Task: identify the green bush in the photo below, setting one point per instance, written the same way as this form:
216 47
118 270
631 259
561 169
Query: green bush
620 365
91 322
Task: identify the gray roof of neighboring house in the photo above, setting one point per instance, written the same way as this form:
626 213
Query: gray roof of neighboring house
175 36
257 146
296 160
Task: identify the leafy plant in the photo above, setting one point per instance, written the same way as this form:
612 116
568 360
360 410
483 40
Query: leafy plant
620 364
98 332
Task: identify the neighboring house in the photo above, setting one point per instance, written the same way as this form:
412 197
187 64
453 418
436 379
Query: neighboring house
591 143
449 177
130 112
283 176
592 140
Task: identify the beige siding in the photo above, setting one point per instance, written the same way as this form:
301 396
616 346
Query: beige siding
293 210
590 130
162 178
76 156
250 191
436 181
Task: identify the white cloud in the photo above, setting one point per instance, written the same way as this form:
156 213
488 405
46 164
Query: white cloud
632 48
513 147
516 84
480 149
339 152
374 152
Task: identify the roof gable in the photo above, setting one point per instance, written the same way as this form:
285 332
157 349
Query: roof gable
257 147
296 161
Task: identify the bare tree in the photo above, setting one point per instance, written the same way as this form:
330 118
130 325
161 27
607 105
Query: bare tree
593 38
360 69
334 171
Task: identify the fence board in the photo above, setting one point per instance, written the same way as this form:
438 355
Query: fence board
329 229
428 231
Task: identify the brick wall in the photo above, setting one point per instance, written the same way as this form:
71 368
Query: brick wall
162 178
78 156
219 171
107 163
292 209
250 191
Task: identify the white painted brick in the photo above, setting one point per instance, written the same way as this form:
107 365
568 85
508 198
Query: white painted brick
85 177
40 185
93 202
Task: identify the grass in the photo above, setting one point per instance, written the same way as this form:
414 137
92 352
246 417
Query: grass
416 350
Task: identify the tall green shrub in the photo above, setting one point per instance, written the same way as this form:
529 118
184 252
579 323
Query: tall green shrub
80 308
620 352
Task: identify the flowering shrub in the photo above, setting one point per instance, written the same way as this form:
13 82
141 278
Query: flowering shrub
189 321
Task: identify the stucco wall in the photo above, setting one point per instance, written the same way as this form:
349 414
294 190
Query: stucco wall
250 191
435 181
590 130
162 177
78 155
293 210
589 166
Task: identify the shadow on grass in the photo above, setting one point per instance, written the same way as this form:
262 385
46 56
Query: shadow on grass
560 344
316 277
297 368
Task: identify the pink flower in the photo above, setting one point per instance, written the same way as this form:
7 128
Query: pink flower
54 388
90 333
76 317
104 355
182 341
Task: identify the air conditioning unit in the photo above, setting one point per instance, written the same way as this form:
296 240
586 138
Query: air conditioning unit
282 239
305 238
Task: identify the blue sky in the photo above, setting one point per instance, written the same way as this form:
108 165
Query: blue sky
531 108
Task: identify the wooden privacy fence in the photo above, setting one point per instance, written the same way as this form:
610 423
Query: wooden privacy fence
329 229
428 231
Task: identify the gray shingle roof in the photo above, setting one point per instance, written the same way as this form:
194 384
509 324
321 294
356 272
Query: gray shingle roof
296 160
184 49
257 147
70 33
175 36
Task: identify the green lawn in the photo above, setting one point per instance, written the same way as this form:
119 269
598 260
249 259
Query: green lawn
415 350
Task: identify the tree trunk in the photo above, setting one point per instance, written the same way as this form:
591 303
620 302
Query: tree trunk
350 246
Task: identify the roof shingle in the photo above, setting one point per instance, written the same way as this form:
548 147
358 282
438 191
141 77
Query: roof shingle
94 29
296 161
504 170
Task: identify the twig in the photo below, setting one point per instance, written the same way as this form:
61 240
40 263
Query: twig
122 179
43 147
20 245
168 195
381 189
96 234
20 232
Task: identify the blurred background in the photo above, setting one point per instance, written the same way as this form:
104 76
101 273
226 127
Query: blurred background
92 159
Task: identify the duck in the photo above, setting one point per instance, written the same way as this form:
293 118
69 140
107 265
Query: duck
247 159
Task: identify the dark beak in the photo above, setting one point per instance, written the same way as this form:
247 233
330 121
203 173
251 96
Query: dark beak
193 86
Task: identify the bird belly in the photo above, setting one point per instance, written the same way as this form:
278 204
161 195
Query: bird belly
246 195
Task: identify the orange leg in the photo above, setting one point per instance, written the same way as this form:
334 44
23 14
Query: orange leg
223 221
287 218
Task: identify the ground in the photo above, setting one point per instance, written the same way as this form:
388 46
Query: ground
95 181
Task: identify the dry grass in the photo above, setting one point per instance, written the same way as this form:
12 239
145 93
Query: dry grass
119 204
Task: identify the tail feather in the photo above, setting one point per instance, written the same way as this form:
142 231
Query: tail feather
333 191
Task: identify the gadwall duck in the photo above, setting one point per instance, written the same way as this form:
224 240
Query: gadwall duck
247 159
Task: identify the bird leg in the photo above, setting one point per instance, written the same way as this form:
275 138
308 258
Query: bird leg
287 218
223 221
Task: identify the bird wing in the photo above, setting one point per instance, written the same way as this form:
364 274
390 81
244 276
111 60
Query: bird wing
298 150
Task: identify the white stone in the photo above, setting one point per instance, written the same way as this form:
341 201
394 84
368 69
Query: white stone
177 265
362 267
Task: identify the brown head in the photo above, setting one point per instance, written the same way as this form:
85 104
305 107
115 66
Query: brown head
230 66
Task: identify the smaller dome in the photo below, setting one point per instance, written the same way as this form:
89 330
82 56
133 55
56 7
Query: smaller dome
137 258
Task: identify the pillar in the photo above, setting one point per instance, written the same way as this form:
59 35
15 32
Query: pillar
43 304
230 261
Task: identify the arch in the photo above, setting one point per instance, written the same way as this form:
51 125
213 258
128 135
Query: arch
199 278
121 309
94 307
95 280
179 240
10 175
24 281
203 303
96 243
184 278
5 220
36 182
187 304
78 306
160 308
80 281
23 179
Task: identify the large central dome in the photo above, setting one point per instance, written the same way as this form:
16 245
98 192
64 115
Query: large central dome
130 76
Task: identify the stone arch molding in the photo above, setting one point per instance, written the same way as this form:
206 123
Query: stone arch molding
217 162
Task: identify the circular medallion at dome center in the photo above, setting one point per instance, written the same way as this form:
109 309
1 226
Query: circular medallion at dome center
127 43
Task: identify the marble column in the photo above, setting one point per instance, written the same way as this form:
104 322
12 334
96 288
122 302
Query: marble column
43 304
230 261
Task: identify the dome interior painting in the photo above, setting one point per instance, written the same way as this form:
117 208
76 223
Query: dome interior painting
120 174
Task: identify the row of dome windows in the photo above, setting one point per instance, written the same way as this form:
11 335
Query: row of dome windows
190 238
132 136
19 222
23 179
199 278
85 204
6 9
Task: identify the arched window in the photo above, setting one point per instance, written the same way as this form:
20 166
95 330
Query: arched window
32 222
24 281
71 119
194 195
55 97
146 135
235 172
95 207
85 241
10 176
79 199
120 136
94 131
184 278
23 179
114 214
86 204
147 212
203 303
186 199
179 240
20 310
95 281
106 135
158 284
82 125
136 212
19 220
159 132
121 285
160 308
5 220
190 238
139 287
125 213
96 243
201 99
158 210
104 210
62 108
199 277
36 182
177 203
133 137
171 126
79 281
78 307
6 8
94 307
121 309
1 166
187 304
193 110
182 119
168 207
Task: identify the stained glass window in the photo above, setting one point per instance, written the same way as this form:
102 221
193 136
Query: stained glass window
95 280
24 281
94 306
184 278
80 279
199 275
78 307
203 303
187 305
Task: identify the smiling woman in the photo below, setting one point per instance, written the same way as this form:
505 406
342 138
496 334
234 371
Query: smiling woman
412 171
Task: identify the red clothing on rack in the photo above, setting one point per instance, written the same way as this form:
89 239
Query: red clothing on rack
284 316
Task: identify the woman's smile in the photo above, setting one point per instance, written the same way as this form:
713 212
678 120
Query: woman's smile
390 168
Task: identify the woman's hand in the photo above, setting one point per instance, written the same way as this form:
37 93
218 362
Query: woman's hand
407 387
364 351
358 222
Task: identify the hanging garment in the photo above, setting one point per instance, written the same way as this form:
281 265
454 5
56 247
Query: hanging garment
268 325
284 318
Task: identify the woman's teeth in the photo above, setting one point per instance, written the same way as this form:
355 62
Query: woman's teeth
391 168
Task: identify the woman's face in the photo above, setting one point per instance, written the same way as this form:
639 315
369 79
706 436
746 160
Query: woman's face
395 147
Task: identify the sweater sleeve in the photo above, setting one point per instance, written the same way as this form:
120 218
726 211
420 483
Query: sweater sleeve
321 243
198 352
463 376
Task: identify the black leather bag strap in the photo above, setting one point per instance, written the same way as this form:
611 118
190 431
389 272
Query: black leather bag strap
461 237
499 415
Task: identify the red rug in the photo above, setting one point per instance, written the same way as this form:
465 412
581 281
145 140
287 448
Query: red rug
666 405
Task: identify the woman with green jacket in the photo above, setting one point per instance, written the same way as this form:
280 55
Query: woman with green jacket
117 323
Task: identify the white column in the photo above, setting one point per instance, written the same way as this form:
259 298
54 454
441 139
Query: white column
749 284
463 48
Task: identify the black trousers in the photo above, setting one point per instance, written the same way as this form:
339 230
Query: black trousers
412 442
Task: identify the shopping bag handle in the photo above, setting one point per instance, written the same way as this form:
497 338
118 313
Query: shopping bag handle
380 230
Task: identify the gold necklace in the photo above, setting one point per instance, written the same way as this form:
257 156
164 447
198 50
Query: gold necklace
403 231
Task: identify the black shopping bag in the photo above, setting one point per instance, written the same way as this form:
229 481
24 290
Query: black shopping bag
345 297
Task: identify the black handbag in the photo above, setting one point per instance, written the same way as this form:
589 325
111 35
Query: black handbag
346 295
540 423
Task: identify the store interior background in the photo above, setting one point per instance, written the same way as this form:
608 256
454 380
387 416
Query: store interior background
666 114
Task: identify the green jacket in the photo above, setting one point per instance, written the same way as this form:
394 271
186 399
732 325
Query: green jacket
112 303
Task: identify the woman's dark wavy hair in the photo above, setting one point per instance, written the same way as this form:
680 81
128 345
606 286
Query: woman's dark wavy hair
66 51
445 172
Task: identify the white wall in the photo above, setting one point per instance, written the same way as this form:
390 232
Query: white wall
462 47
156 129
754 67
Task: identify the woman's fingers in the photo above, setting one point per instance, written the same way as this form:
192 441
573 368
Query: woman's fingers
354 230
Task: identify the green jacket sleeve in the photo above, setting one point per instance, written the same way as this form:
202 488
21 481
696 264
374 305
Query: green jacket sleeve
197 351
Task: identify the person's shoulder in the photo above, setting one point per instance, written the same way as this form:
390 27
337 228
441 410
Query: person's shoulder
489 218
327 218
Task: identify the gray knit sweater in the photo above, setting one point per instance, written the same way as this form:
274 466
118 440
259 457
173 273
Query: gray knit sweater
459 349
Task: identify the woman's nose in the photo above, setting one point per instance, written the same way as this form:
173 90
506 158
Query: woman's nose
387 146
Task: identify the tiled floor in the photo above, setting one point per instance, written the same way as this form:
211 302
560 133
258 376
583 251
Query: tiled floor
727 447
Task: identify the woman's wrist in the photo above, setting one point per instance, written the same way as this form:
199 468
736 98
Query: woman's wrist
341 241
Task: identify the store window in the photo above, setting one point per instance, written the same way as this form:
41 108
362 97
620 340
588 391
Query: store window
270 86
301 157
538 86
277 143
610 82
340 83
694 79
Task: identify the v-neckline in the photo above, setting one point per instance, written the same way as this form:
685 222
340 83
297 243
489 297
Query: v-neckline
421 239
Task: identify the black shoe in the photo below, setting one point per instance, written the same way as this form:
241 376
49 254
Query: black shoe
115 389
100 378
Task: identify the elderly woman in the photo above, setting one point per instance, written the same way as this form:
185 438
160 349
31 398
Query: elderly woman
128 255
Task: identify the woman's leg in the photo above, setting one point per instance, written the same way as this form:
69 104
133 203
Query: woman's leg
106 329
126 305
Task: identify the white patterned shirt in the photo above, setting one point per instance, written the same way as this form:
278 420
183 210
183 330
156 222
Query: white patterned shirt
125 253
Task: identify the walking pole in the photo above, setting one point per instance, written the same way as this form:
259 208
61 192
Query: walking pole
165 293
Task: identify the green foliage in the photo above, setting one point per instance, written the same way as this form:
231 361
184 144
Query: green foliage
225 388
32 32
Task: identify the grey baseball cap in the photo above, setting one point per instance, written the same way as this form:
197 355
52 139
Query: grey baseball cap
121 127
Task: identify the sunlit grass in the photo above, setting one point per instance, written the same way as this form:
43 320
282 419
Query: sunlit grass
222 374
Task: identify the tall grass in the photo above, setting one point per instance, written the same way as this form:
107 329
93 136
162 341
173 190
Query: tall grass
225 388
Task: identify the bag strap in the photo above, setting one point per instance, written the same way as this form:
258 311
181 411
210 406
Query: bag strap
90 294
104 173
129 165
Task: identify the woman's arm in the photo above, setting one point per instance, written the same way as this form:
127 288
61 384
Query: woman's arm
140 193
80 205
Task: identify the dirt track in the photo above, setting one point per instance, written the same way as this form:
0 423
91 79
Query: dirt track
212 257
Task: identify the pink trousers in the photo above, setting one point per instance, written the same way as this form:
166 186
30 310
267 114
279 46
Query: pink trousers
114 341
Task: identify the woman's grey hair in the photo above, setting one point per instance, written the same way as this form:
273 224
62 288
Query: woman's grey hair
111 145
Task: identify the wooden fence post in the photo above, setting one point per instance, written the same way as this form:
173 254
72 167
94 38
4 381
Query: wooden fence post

* Your task
Repeat, word for word, every line from the line that contains "Task: identify the tall grass" to the end of the entries; include both of those lines and no others.

* Solution
Task: identify the tall grass in the photo above, setting one point per instance, written the same way as this form:
107 329
93 136
162 341
173 190
Query: tall grass
225 388
Task: identify the bag strap in the photo above, setting one point per instance, written the same way as this form:
258 311
181 411
210 406
Query: bag strap
90 294
104 173
129 165
Task: identify the woman's arm in the photo above, setting one point per instance, written the same way as this form:
127 288
61 384
Query: woman's arm
140 193
80 205
Task: identify the dirt track in the photo above, setting one point per instance, written the same way as this form:
0 423
91 79
Query: dirt track
212 257
Task: identify the pink trousers in the photo above, setting one point per instance, written the same way as this form:
166 186
30 310
267 114
279 46
Query: pink trousers
114 341
Task: identify the woman's grey hair in the photo above, setting one point per instance, written the same way as this form:
273 224
62 288
Query: woman's grey hair
111 145
Task: identify the wooden fence post in the photo above, setting one point per instance, written the same way as this form:
173 254
72 167
94 38
4 381
Query: wooden fence post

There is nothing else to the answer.